▶ TASK REQUIREMENTS: Each entry is to be reproduced verbatim, and images are to be omitted.

▶ DATA FOR REVIEW:
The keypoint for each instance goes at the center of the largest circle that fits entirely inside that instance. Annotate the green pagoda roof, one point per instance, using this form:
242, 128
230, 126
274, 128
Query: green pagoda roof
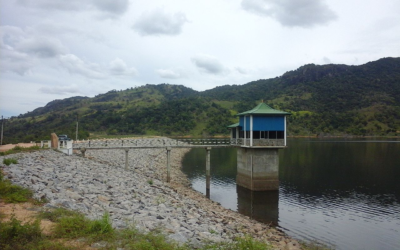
263, 109
234, 125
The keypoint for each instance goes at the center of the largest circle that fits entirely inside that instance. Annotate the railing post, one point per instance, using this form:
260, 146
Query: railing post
83, 151
208, 172
168, 164
126, 159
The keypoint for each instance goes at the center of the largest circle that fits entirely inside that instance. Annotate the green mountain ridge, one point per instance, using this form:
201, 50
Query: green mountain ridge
323, 99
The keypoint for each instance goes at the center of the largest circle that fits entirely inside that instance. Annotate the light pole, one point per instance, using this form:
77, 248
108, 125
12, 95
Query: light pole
76, 134
2, 121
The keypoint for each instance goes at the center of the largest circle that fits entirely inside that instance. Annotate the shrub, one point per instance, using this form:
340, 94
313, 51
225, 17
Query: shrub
10, 161
13, 234
12, 193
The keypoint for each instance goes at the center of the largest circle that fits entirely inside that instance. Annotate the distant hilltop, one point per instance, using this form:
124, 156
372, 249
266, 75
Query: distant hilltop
327, 99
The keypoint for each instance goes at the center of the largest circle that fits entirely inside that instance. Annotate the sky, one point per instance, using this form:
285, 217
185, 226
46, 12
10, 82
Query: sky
55, 49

▶ THE COMPLETED TASK:
The keypoint for each instance goes at the center of the largest circle that fits entirely inside that instance. Annotate the green pagoda roof, one point per instance, using this form:
242, 128
230, 126
274, 128
Query: green pagoda roof
263, 109
234, 125
The keypoint for each instance goes at the center of the largest circle that fits entirely inside that instance. Annotate the railing post, one point per instance, using this form:
260, 146
Query: railing post
83, 151
208, 172
168, 164
126, 159
The keypoint for each instance goes at the center of the largest circle that fits entirely inside that instance. Annotate the green mountain ridge, one point per instance, using this form:
201, 50
Query: green mountain ridge
323, 99
The keypoint for each instance goes at the center of the largest circle that fits entirely inside that instance. Annotate the light pole, one point per instance, using this form:
77, 248
108, 125
12, 95
Query: light pole
76, 134
2, 121
The keypoint for each instance goes at the center of the largest circle that fits entirely inside that instance. Annotate the shrub, one point per instance, using this form:
340, 94
313, 51
225, 17
Query: shrub
10, 161
13, 234
12, 193
The keypoint for each instance goes at the center of the largest circle that fits entirely inside that instance. Annotate the distant hilltop, one point per instance, using this form:
124, 156
372, 249
266, 75
Query: distant hilltop
327, 99
The keypoint for each instance goes at the center of the largest circle that fits entirely inside that instance. Annotate the sky, one point per instance, using this form:
285, 217
185, 226
46, 12
10, 82
Query: sky
55, 49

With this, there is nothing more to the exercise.